Data provided:
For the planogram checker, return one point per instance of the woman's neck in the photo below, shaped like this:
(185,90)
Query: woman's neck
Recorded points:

* * *

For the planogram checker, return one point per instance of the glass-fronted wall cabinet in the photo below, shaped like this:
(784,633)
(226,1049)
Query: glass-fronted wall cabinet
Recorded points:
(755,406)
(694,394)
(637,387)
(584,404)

* * *

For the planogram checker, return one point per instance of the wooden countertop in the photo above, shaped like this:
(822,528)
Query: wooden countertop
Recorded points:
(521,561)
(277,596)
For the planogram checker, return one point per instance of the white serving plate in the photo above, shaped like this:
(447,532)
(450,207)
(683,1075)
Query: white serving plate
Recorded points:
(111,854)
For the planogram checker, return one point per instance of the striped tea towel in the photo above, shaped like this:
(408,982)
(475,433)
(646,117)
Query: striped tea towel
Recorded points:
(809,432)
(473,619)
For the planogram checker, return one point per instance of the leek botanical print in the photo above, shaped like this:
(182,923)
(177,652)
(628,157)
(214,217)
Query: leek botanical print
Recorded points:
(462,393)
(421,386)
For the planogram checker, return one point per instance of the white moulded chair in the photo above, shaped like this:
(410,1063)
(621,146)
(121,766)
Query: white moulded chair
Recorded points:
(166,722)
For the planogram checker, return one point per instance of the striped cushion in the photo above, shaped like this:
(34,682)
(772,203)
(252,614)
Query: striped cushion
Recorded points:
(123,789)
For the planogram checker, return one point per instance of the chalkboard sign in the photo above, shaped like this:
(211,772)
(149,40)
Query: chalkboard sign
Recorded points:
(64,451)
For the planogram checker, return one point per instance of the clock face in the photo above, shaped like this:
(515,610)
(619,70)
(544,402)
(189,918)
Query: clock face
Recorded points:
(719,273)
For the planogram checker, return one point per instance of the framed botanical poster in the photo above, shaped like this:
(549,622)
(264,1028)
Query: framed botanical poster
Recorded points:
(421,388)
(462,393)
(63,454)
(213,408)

What you will do: I need every line of the data that has the word "framed"; please list them.

Written answer:
For the planogram checker, return one point per instance of the framed botanical poster in the photo above, shaped like this:
Query: framed botanical poster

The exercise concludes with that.